-------- DATASET ROWS
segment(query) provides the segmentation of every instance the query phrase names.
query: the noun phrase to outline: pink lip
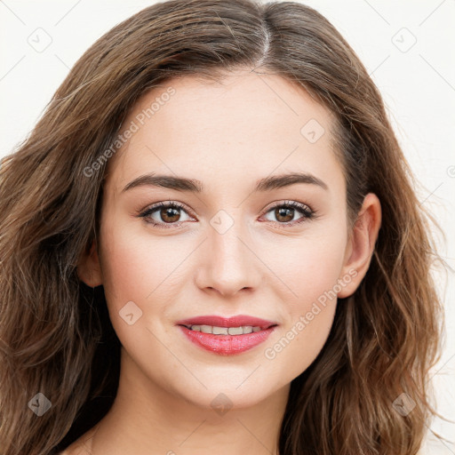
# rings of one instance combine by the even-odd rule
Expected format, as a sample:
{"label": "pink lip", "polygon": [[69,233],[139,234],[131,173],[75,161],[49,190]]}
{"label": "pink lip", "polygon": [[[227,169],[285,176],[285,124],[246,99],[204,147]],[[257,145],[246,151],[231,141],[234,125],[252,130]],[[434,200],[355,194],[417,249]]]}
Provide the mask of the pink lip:
{"label": "pink lip", "polygon": [[[189,319],[178,321],[177,325],[215,325],[217,327],[240,327],[242,325],[251,325],[260,327],[261,330],[268,329],[271,325],[277,325],[277,323],[266,321],[259,317],[237,315],[232,317],[222,317],[213,315],[205,316],[196,316]],[[258,332],[259,333],[259,332]]]}
{"label": "pink lip", "polygon": [[[265,341],[275,331],[275,323],[258,317],[239,315],[225,318],[216,315],[197,316],[179,321],[178,325],[187,338],[200,347],[220,355],[241,354]],[[217,327],[260,327],[260,331],[243,335],[213,335],[188,329],[190,325],[215,325]],[[188,326],[188,327],[186,327]]]}

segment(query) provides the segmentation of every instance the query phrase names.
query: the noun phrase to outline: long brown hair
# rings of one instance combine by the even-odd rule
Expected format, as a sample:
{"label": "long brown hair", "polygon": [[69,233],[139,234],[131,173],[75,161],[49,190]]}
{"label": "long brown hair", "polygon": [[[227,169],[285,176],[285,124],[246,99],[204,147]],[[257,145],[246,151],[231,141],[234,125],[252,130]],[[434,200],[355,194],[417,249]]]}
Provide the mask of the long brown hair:
{"label": "long brown hair", "polygon": [[[259,67],[299,84],[334,114],[350,220],[368,192],[382,206],[366,276],[339,300],[324,347],[291,384],[280,454],[418,451],[435,412],[427,379],[439,355],[441,302],[431,275],[438,256],[434,220],[419,204],[378,89],[334,27],[304,4],[171,0],[100,38],[3,160],[3,455],[62,450],[116,395],[120,343],[102,286],[85,286],[76,267],[99,234],[100,156],[122,121],[140,95],[172,77],[216,79]],[[394,406],[403,394],[415,403],[409,412]],[[44,398],[51,408],[37,417],[33,400]]]}

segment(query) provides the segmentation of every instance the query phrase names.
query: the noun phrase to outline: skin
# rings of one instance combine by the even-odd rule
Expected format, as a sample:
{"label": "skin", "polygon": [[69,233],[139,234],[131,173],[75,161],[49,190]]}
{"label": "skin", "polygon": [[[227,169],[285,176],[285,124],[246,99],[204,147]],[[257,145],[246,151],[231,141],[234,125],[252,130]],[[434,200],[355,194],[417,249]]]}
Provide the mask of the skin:
{"label": "skin", "polygon": [[[281,76],[237,70],[218,83],[191,76],[154,88],[124,127],[170,85],[175,94],[110,159],[99,244],[78,267],[86,284],[104,286],[122,343],[121,373],[110,411],[65,455],[276,453],[290,383],[325,343],[337,299],[319,305],[304,330],[296,323],[324,291],[338,291],[338,280],[350,276],[337,294],[351,295],[370,265],[380,204],[367,195],[348,228],[325,108]],[[325,130],[315,143],[300,132],[310,119]],[[298,183],[252,192],[259,179],[291,172],[309,172],[327,189]],[[148,172],[197,179],[204,190],[122,192]],[[150,217],[172,227],[138,217],[166,200],[188,210],[171,220],[159,209]],[[316,217],[291,210],[280,218],[273,206],[285,201],[307,204]],[[210,223],[221,210],[233,221],[223,234]],[[119,314],[129,301],[142,311],[132,325]],[[229,356],[190,343],[176,326],[191,316],[238,314],[278,326],[265,342]],[[293,339],[267,358],[266,349],[292,328]],[[223,415],[211,405],[220,393],[232,405]]]}

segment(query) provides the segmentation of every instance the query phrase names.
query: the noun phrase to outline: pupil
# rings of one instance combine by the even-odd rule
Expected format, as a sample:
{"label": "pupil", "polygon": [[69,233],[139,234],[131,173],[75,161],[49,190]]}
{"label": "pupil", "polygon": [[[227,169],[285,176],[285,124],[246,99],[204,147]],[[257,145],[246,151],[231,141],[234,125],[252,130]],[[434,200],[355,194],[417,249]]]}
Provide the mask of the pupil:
----------------
_WORK INSTRUCTIONS_: Count the lines of the items that contain the string "outline", treating uppercase and lowercase as different. Give only the number.

_REPLY_: 4